- Richiesta A -
Su quale testata è uscito l'articolo di Francesca Borri commentato nel testo di riferimento?

--- --- ---

Perdonate il titolo poco fine, lo ammetto. Ma l’ultima uscita di Francesca Borri (che non si capisce se ci è o ci fa) sul Guardian (qui) a proposito della solita questione dei liberi professionisti dell’informazione merita un commento. Senza rancore, ma secco.

La frase rivelatrice, quella che dimostra che Francesca Borri – collega e autoinviata di guerra magari pure brava, ma per i miei gusti troppo incline alla lamentela, del cui caso ho parlato qui non sa bene di cosa parla, quando si addentra nelle problematiche dei freelance, si trova più o meno a metà dell’articolessa da lei pubblicata ieri sul Guardian, per rispondere alla pioggia di inevitabili polemiche sollevate da un suo precedente pezzo. In cui, sempre lamentevolmente, si doleva dei modesti compensi e del destino cinico e baro toccato ai coraggiosi come lei.

--- --- ---

- Richiesta B -
Individua nelle voci ogni riga che contiene la parola "negative" e riportala.

- Voci da esaminare -
--- --- ---

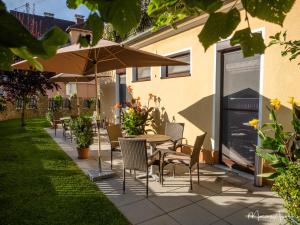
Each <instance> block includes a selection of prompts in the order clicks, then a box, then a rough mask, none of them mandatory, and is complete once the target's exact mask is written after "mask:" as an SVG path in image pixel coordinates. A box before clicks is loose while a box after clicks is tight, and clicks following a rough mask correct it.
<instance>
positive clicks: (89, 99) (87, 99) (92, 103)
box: [85, 98, 96, 109]
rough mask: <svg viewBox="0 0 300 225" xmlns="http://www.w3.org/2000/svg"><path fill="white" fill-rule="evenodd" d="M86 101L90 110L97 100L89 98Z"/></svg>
mask: <svg viewBox="0 0 300 225" xmlns="http://www.w3.org/2000/svg"><path fill="white" fill-rule="evenodd" d="M85 101H86V107H87V108H89V109H90V108H91V107H92V105H93V104H95V103H96V99H95V98H88V99H86V100H85Z"/></svg>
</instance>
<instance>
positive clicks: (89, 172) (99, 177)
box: [88, 170, 115, 181]
mask: <svg viewBox="0 0 300 225" xmlns="http://www.w3.org/2000/svg"><path fill="white" fill-rule="evenodd" d="M88 176H89V178H90V179H91V180H92V181H100V180H103V179H108V178H112V177H113V176H115V172H113V171H112V170H104V171H101V172H99V170H89V171H88Z"/></svg>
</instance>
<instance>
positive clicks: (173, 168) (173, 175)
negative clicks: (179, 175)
mask: <svg viewBox="0 0 300 225" xmlns="http://www.w3.org/2000/svg"><path fill="white" fill-rule="evenodd" d="M173 178H175V165H173Z"/></svg>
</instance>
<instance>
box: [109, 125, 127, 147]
mask: <svg viewBox="0 0 300 225" xmlns="http://www.w3.org/2000/svg"><path fill="white" fill-rule="evenodd" d="M106 129H107V135H108V139H109V142H110V145H111V148H115V147H118V146H119V143H118V141H119V140H118V138H120V137H123V135H122V128H121V125H120V124H113V125H109V126H107V128H106Z"/></svg>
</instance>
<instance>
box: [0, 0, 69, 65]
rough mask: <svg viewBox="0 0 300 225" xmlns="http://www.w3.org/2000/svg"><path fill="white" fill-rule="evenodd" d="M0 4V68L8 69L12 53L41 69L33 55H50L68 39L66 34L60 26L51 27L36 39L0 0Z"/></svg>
mask: <svg viewBox="0 0 300 225" xmlns="http://www.w3.org/2000/svg"><path fill="white" fill-rule="evenodd" d="M0 5H2V7H0V21H1V22H0V29H1V31H2V32H3V35H0V51H1V52H0V59H1V63H0V66H1V67H0V69H4V70H9V69H10V64H11V62H12V61H13V55H17V56H19V57H21V58H23V59H27V60H28V61H29V62H31V63H32V64H33V65H34V66H35V68H36V69H38V70H42V65H41V64H40V63H39V62H38V61H37V60H36V59H35V58H34V57H40V58H43V59H48V58H50V57H52V56H53V55H55V53H56V50H57V48H58V47H59V46H61V45H63V44H65V43H66V42H67V41H68V35H67V34H66V33H65V32H63V31H62V30H61V29H60V28H58V27H53V28H52V29H50V30H49V31H48V32H47V33H45V34H44V36H43V37H42V38H41V39H39V40H38V39H36V38H35V37H33V36H32V34H31V33H30V32H29V31H28V30H27V29H26V28H25V27H24V26H23V25H22V24H21V23H20V22H19V20H18V19H17V18H15V17H14V16H13V15H12V14H10V13H9V12H8V11H7V10H6V8H5V7H3V6H4V3H3V2H2V1H1V0H0ZM12 37H13V38H12Z"/></svg>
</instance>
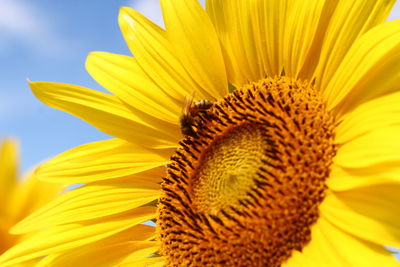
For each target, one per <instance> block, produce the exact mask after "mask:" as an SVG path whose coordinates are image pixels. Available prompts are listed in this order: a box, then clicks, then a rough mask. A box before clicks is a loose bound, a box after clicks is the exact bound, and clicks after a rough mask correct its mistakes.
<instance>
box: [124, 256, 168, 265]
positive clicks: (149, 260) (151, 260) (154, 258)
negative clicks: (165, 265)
mask: <svg viewBox="0 0 400 267" xmlns="http://www.w3.org/2000/svg"><path fill="white" fill-rule="evenodd" d="M117 266H118V267H130V266H135V267H162V266H165V262H164V259H163V258H162V257H154V258H147V259H141V260H138V259H134V260H132V261H127V262H123V263H120V264H118V265H117Z"/></svg>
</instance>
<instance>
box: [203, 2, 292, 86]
mask: <svg viewBox="0 0 400 267" xmlns="http://www.w3.org/2000/svg"><path fill="white" fill-rule="evenodd" d="M253 2H254V4H253ZM263 2H264V1H223V0H207V1H206V10H207V12H208V14H209V16H210V18H211V20H212V22H213V24H214V26H215V29H216V31H217V34H218V37H219V39H220V41H221V46H222V49H223V52H224V56H225V62H226V64H227V65H226V67H227V73H228V78H229V81H230V82H231V83H233V84H234V85H235V86H241V85H243V84H246V83H249V82H251V81H258V80H260V79H261V78H262V77H264V76H265V75H266V73H268V74H270V73H272V72H273V71H272V68H273V67H275V68H274V71H275V70H276V71H277V68H278V66H275V65H276V63H275V62H270V61H273V58H271V55H275V53H271V54H270V56H269V57H268V56H267V55H268V52H269V51H268V50H266V48H269V46H268V44H270V43H267V42H266V38H267V35H266V32H265V31H266V29H265V28H266V25H265V24H264V20H265V19H266V17H265V14H264V13H263V12H264V11H265V10H268V9H261V8H262V3H263ZM282 2H284V3H286V1H282ZM284 3H283V4H282V5H284ZM284 6H285V10H286V5H284ZM260 9H261V10H260ZM252 11H254V13H253V14H254V17H253V16H251V14H252ZM253 20H254V21H253ZM255 29H259V30H258V31H256V30H255ZM267 29H268V30H270V29H271V28H267ZM271 43H272V42H271ZM271 49H274V47H272V48H271ZM274 52H275V51H274ZM272 65H273V66H272Z"/></svg>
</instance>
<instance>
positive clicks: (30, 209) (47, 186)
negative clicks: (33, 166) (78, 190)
mask: <svg viewBox="0 0 400 267" xmlns="http://www.w3.org/2000/svg"><path fill="white" fill-rule="evenodd" d="M63 189H64V186H63V185H60V184H53V183H48V182H44V181H40V180H39V179H38V178H37V177H36V176H35V175H34V174H30V175H28V176H27V177H26V178H25V179H24V180H22V181H20V184H19V185H18V187H17V188H16V190H15V191H14V192H13V195H12V198H11V199H10V200H11V203H12V205H10V206H9V208H10V214H11V217H12V218H13V220H14V222H13V224H15V223H16V222H18V221H20V220H22V219H23V218H25V217H26V216H28V215H29V214H30V213H32V212H33V211H35V210H37V209H38V208H40V207H42V206H43V205H45V204H46V203H48V202H49V201H51V200H52V199H54V198H55V197H56V196H57V195H59V194H60V193H61V192H62V190H63Z"/></svg>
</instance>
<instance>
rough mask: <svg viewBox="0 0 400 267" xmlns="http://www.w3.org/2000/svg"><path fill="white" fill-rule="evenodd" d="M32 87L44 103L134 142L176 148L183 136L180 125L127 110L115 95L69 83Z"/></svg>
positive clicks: (144, 114)
mask: <svg viewBox="0 0 400 267" xmlns="http://www.w3.org/2000/svg"><path fill="white" fill-rule="evenodd" d="M30 85H31V88H32V91H33V92H34V94H35V95H36V97H38V98H39V99H40V100H41V101H42V102H44V103H45V104H47V105H49V106H51V107H54V108H57V109H61V110H63V111H66V112H69V113H71V114H73V115H75V116H77V117H79V118H81V119H83V120H84V121H86V122H88V123H90V124H92V125H93V126H95V127H96V128H98V129H100V130H102V131H104V132H105V133H108V134H110V135H112V136H116V137H120V138H122V139H125V140H127V141H130V142H132V143H136V144H140V145H144V146H146V147H152V148H167V147H175V146H176V143H177V141H178V139H179V137H180V132H179V127H178V125H171V124H169V123H167V122H164V121H162V120H159V119H156V118H154V117H151V116H148V115H146V114H144V113H141V112H139V111H137V110H131V109H128V108H127V107H126V106H125V105H124V104H123V103H122V102H121V101H120V100H119V99H118V98H117V97H116V96H112V95H109V94H105V93H101V92H97V91H94V90H90V89H87V88H83V87H80V86H76V85H70V84H62V83H47V82H34V83H30ZM166 129H168V130H166Z"/></svg>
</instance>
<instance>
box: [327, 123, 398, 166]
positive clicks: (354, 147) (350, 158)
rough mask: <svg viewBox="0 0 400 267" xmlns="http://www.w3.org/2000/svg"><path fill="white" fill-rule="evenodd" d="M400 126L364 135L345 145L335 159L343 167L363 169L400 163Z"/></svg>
mask: <svg viewBox="0 0 400 267" xmlns="http://www.w3.org/2000/svg"><path fill="white" fill-rule="evenodd" d="M399 136H400V125H392V126H388V127H384V128H381V129H377V130H375V131H372V132H369V133H367V134H364V135H362V136H360V137H358V138H356V139H354V140H351V141H350V142H348V143H346V144H343V145H342V146H340V148H339V149H338V151H337V154H336V156H335V157H334V158H333V161H334V162H335V164H337V165H339V166H341V167H348V168H362V167H368V166H371V165H375V164H382V163H388V162H395V161H396V162H399V161H400V153H399V151H400V142H399Z"/></svg>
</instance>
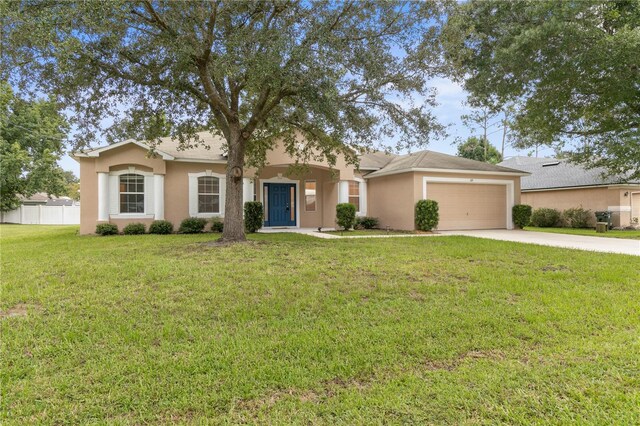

--- --- ---

- Risposta A -
Sul Guardian.

- Risposta B -
negative clicks: (179, 175)
negative clicks: (165, 265)
negative clicks: (33, 166) (78, 190)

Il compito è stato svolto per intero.